DATASET EXTRACT -
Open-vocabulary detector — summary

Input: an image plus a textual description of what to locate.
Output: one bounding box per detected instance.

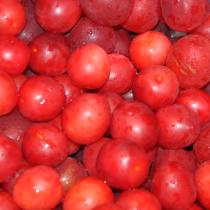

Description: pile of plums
[0,0,210,210]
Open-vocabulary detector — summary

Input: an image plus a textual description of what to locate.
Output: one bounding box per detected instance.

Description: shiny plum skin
[96,139,150,190]
[151,162,196,210]
[80,0,133,26]
[113,29,132,57]
[2,159,31,194]
[123,0,160,33]
[13,165,63,210]
[0,0,27,36]
[166,35,210,89]
[67,17,117,53]
[102,92,124,113]
[133,66,179,110]
[156,104,200,149]
[54,74,84,104]
[176,88,210,125]
[116,188,162,210]
[129,31,171,70]
[0,35,31,76]
[62,93,111,144]
[195,161,210,209]
[190,15,210,40]
[22,123,68,166]
[0,109,32,146]
[188,204,203,210]
[18,76,65,121]
[34,0,81,33]
[18,0,44,43]
[67,43,110,89]
[100,54,136,94]
[0,191,20,210]
[56,157,88,193]
[0,135,22,183]
[63,176,114,210]
[110,101,159,150]
[0,71,18,116]
[160,0,208,32]
[193,123,210,163]
[29,33,70,76]
[93,203,123,210]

EXERCISE BRIEF -
Rewrite all of the data above with every "bounding box" swapped for "outline box" and nothing else altered. Leave the pictures out.

WORKED ANSWER -
Open-vocabulary detector — summary

Input: an image plus a textual description of what to locate.
Output: one outline box per detected instance.


Description: pile of plums
[0,0,210,210]
Open-vocabulary detector — summary

Input: an image plus a textual description of what to locate.
Output: one outline box per detected instance.

Description: shiny plum skin
[96,139,150,190]
[151,162,196,210]
[80,0,133,26]
[113,29,132,57]
[2,159,31,194]
[123,0,160,33]
[13,165,63,210]
[0,0,27,36]
[166,35,210,89]
[67,17,117,53]
[102,92,124,113]
[133,66,179,110]
[156,104,200,149]
[54,74,84,104]
[176,88,210,125]
[116,188,162,210]
[129,31,171,70]
[0,35,31,76]
[62,93,111,144]
[195,161,210,209]
[190,15,210,40]
[22,123,68,166]
[0,109,32,146]
[188,204,203,210]
[18,76,65,121]
[34,0,81,33]
[18,0,44,43]
[67,43,110,89]
[100,54,136,94]
[0,191,20,210]
[56,157,88,193]
[0,135,22,183]
[63,176,114,210]
[110,101,159,150]
[0,71,18,116]
[160,0,208,32]
[193,123,210,163]
[29,33,70,76]
[93,203,123,210]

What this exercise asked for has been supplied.